What is expected
Could you copy out word for word everything in the listing from the line containing "Highlight the striped" down to the line containing "346,117,357,138", both lines included, and nothing else?

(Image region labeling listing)
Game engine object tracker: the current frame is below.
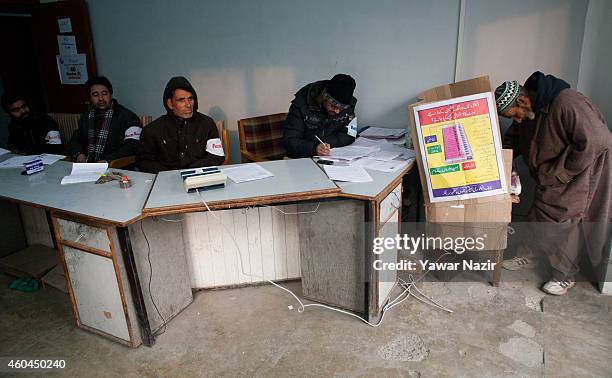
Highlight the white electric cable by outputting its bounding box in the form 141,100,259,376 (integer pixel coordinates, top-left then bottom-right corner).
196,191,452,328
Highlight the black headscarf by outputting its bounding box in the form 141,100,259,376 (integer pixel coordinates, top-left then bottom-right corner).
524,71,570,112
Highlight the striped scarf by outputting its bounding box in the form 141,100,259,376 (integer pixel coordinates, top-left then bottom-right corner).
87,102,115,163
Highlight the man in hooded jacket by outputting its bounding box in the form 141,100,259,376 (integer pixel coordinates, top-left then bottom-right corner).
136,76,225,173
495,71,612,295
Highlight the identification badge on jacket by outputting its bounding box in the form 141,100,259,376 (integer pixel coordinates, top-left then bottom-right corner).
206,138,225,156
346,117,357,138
==
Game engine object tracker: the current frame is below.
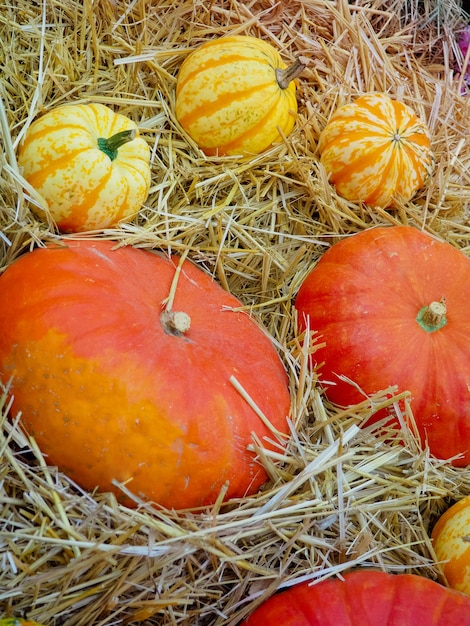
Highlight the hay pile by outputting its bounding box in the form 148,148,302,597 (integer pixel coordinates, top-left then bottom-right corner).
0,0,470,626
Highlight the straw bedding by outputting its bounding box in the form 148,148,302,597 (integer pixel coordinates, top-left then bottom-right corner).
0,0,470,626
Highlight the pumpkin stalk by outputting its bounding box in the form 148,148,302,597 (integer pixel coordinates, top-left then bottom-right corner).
...
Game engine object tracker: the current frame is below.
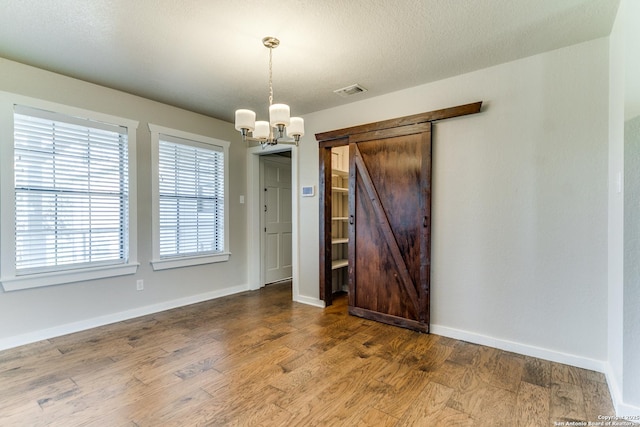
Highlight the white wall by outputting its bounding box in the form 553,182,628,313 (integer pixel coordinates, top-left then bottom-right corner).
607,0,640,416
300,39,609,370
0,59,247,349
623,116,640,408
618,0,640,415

Completed exercise
Highlight the striped scarf by outputting its bounding box in the form 141,100,259,376 (integer pixel coordinates, top-left then bottom-right corner).
87,102,115,163
Highlight the man in hooded jacket by outputting its bounding box in the form 141,100,259,376 (integer pixel coordinates, top-left then bottom-right corner).
136,76,225,173
495,71,612,295
Highlight the identification badge on jacket by outputting its bounding box in the form 141,100,259,376 (integer pixel coordinates, top-left then bottom-right corner).
206,138,225,156
346,117,357,138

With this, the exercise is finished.